## What the task requires
Lines from the top of the entries through the line that has "Target: man's dark hair" must be duplicated exactly, and no others.

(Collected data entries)
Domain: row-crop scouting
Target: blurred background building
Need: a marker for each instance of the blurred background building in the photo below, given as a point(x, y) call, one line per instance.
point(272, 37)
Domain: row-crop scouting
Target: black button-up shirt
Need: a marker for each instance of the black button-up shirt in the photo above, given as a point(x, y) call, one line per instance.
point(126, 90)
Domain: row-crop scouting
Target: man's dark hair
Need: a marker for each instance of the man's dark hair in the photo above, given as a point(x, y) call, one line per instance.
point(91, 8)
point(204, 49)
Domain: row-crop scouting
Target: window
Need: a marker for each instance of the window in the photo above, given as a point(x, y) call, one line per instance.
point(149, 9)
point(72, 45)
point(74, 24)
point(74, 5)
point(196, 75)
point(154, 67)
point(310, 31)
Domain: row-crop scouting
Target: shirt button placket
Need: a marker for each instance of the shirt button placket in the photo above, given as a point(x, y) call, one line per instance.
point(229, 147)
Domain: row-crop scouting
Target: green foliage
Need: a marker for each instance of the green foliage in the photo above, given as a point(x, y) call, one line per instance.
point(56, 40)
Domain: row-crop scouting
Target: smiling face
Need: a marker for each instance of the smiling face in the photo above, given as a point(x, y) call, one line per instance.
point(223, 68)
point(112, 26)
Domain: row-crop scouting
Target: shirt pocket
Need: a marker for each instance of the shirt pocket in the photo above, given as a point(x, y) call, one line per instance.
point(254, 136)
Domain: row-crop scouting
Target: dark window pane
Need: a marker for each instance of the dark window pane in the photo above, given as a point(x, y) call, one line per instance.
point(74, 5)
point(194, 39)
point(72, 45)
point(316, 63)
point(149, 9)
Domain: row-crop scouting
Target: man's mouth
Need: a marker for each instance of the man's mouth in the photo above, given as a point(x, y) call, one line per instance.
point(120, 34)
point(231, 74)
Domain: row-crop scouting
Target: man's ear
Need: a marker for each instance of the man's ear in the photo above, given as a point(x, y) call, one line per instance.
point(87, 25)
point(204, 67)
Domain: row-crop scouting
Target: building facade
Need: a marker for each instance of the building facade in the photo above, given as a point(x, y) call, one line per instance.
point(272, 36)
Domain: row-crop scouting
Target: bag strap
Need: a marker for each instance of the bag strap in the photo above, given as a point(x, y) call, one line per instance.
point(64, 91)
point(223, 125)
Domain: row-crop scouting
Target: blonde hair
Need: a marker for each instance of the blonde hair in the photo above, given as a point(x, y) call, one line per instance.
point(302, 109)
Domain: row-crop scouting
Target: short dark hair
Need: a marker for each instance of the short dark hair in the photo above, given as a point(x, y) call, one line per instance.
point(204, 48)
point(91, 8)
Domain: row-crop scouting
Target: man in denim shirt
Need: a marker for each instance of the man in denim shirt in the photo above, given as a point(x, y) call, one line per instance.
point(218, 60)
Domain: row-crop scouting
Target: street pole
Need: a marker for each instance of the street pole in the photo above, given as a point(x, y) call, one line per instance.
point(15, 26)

## Written answer
Domain: row-crop scouting
Target: blurred background building
Need: a marker for each instance of the blurred background building in the photo below, given as a point(x, y) call, one line per instance.
point(272, 37)
Domain: row-crop scouting
Target: black button-up shirt
Need: a marker for each instance of the black button-up shirt in the photo above, given as a point(x, y) call, one line per instance.
point(126, 90)
Domain: row-crop scouting
Target: man's dark hair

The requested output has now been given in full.